Given problem:
Continue the wildfire outlook text below from the point where it stops.

Precipitation and temperature outlook for this summer

Yesterday the National Interagency Fire Center released their monthly wildfire potential outlook for the next four months. They predicted that in July the areas with the highest potential will move from the Southwest to Washington, Oregon, Idaho, Western Montana, California, and northern Nevada.

These charts show the National Weather Service’s outlook for precipitation and temperature for June through August, 2018.

precipitation outlook june july august

Wildfire potential, June through September

(Originally published at 1:27 p.m. MDT June 1, 2018)

On June 1 the Predictive Services section at the National Interagency Fire Center issued their Wildland Fire Potential Outlook for June through September. The data represents the cumulative forecasts of the ten Geographic Area Predictive Services Units and the National Predictive Services Unit.

If their analysis is correct, in July the areas with the highest potential will move from the Southwest to Washington, Oregon, Idaho, Western Montana, California, and northern Nevada.

Below are:

  • The highlights of the NIFC narrative report for the next several months;
  • NIFC’s monthly graphical outlooks;
  • NOAA’s three-month temperature and precipitation forecasts; and,
  • Drought Monitor.

“Preexisting drought conditions along with continued drier than average conditions across the Southwest allowed for a normal progression of the western fire season across the Four Corners Region and West Texas in May. By month’s end, the focus of activity began to shift westward into Arizona and Southern California. Northern Minnesota and North Dakota experienced above average fire activity as drought conditions took hold. Alaska experienced a slight uptick in fire activity as fuels began to dry. However, the occurrence of periodic precipitation events allowed for a gradual entry into its fire season. Concerning precipitation trends were emerging across California, Oregon, and Washington as most locations received 50 percent of average precipitation or less during May. In the East, many locations across the Southeast, including Florida, received more than 300 percent of average precipitation during the month.

“The combination of deepening drought and the carryover of fine fuels from 2017 is expected to lead to a continuance of Above Normal Significant Large Fire Potential across western portions of the Four Corners Region and Southern California during June. Late June through early July are the peak of fire season across the Southwest and Alaska. During July, activity begins to spread west and north with the drying and curing of the fuels. The Southwestern monsoon begins and reduces fire activity across the Southwest while wetter patterns across Alaska become better established through the month thus drawing its season to a close. These climatologically normal transitions are expected to occur this year as the Western fire season begins to expand and intensify northward.

Given material:
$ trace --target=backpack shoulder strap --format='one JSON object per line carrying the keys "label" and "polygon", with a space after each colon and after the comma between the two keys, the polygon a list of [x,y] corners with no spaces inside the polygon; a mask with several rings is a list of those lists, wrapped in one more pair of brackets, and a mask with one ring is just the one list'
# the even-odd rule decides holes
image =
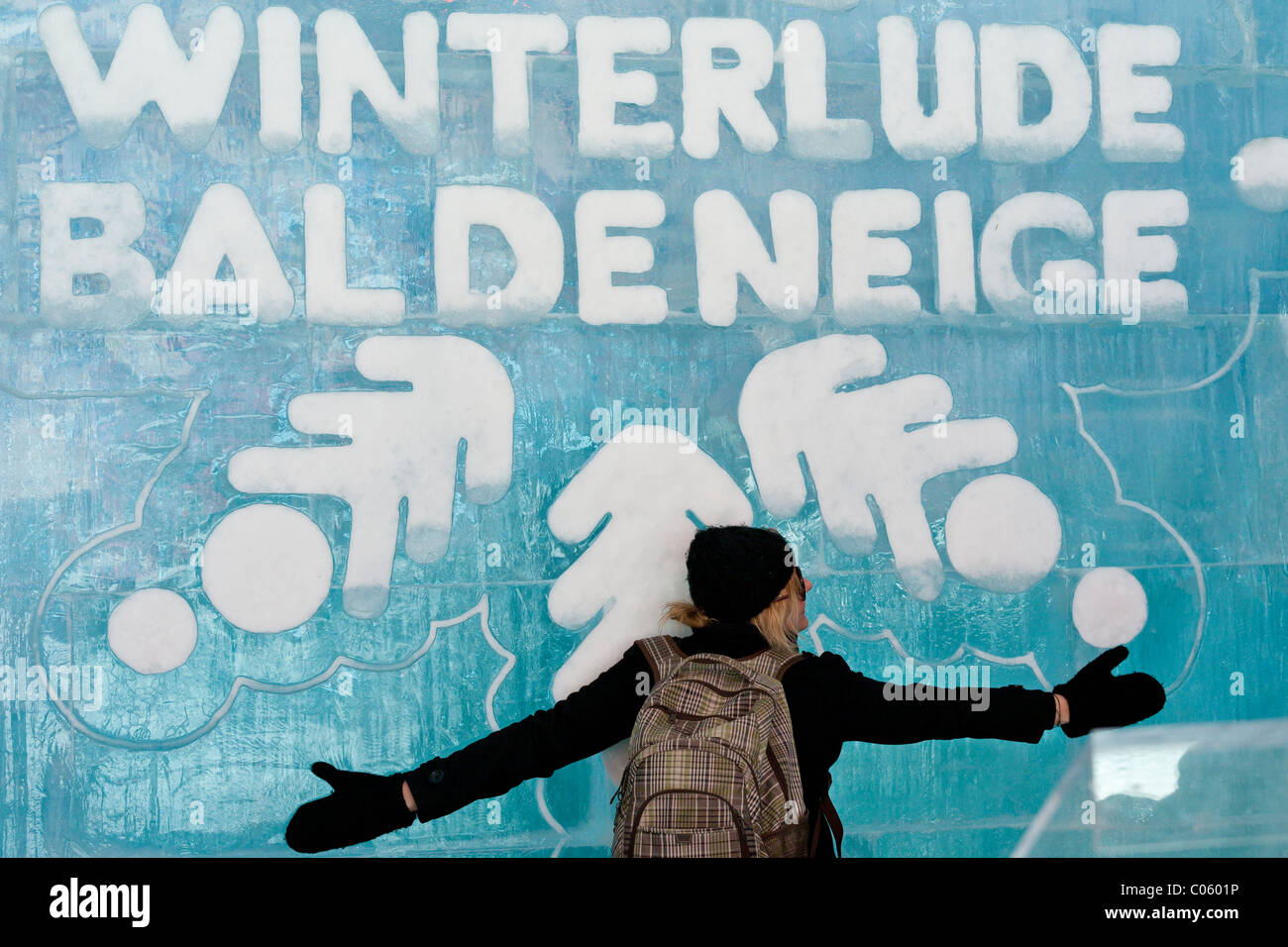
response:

Solved problem:
“Areas of heightened concern will be locations shown on the maps to the left that have both a significant carryover of fine fuels from 2017 and a normal growth of fine fuels this year. In addition, winter snowpack in the higher elevations along the West Coast was well below average, except in Washington State where it was near normal. However, a drier than average spring may offset the average snowpack and melting rates. This should allow for fuels in the mountains to become critically dry by mid-late July. Further inland, the Northern Rockies experienced a very snowy winter, and snowpack is melting at an average rate. However, a wet spring has promoted the growth of a very healthy, continuous crop of fine fuels that should become receptive to fire in the lower and middle elevations by mid to late July.

“August is the peak of the Western fire season. Seasonal transitions focus the fire activity over the northwestern quarter of the country, though California also continues to experience significant activity. With significant carryover of fine fuels from last year and average grass crop growth this year, elevated fire potential is expected through August and early September across many of the lower and middle elevations from the central Great Basin and California northward to the Canadian border. Higher elevations in the mountains may also see elevated fire potential as well should warmer and drier than average conditions develop as expected.

“Typically, a weather event occurs in mid-September that brings moisture to regions experiencing significant fire activity which allows for the western fire season to begin to decrease in activity. Anticipated trends in long range weather data suggests this to be the case this September as ENSO Neutral conditions begin to shift toward El Niño for the fall and winter months.”


wildfire potential outlook map July

wildfire potential outlook map August

Continue reading “Wildfire potential, June through September”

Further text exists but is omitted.